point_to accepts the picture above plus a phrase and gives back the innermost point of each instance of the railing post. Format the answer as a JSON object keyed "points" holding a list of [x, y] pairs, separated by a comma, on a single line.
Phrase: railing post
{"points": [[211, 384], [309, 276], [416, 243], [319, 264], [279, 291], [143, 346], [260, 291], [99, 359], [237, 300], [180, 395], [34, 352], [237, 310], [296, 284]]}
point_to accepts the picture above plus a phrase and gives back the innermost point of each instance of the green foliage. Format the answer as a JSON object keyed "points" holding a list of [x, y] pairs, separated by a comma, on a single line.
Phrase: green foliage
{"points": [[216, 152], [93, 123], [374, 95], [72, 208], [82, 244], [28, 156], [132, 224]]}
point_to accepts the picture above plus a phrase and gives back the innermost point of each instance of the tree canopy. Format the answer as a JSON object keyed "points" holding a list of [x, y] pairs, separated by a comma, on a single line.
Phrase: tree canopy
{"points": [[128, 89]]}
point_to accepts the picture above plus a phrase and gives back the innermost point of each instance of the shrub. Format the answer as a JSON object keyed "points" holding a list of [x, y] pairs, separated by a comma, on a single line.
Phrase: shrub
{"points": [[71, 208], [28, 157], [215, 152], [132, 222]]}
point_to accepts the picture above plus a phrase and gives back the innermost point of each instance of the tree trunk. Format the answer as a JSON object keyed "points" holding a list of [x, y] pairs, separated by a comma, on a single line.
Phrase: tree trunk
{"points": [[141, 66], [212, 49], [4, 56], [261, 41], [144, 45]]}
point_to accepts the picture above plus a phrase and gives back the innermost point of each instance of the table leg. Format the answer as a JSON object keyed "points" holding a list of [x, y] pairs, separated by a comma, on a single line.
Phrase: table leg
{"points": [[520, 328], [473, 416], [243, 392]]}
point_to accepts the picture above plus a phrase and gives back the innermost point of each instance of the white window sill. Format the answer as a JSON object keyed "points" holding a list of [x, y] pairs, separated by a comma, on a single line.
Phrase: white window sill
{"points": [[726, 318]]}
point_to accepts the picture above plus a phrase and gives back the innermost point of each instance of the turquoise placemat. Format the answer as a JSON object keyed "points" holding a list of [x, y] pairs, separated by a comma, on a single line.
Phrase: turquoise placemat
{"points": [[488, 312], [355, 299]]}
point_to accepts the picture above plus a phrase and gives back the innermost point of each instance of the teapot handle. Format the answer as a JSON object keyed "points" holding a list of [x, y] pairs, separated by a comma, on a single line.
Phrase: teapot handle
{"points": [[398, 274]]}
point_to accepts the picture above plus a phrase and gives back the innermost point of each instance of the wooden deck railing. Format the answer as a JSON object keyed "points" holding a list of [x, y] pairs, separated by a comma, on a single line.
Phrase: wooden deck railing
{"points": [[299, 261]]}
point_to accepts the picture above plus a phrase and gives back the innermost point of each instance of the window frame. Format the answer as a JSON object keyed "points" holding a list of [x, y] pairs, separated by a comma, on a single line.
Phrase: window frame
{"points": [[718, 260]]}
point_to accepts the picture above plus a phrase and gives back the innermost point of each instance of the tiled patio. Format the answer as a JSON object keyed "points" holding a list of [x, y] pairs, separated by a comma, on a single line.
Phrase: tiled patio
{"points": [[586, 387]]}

----

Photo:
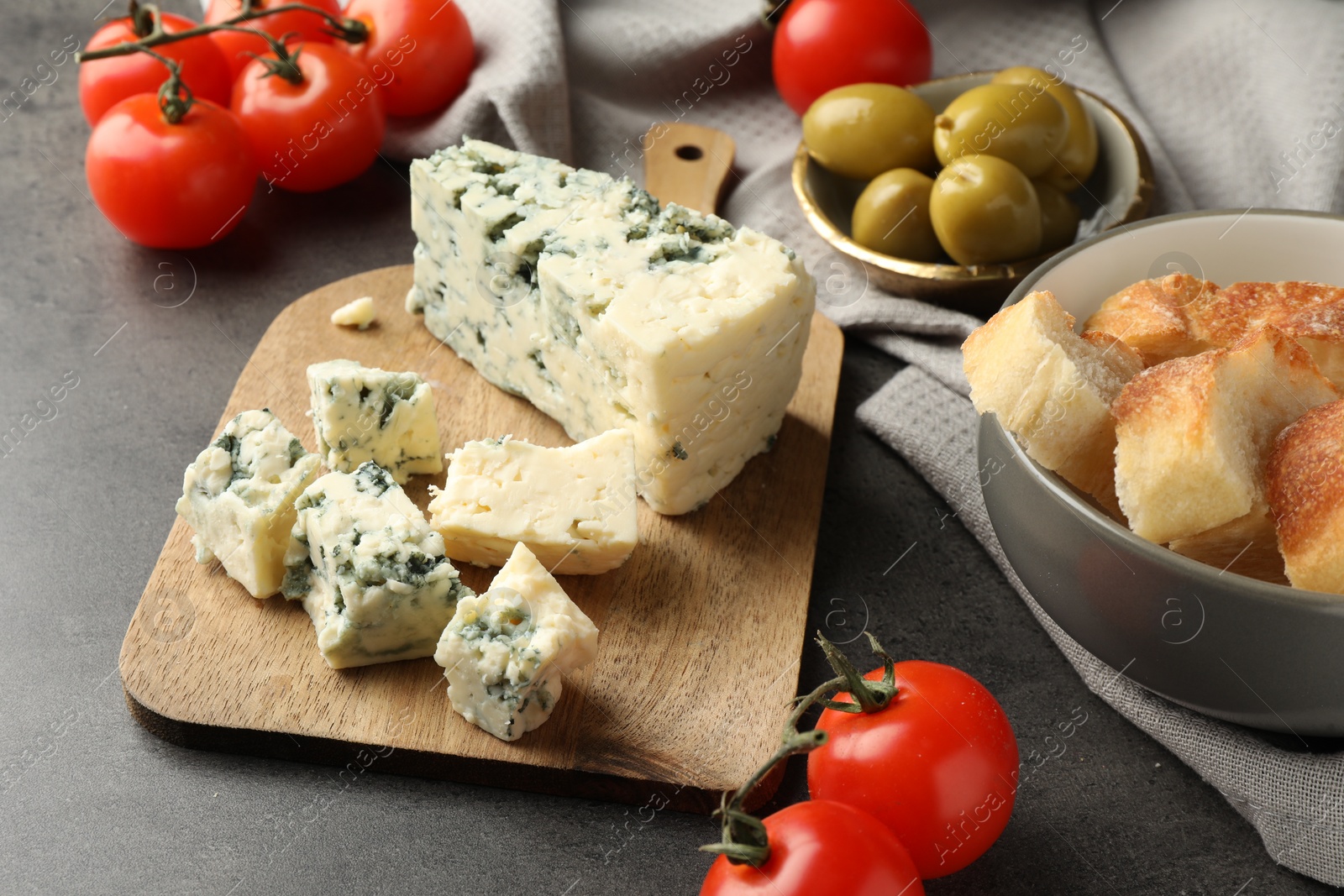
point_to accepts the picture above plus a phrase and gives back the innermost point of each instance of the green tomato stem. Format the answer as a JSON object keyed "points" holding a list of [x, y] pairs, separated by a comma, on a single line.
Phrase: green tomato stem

----

▶ **WORK INSTRUCTIONS**:
Which lines in the data above hold the word "stem"? Return each of them.

▶ **RESULT OF THE TASK**:
point_to accepts the picture above plus a phrase and gives back the innermost point of each instance of the green tomato stem. Format the answer as a JSON object keyed "points" holding a list of [x, y] pairs, separated by a comma, on a single line.
Phrase: green tomato stem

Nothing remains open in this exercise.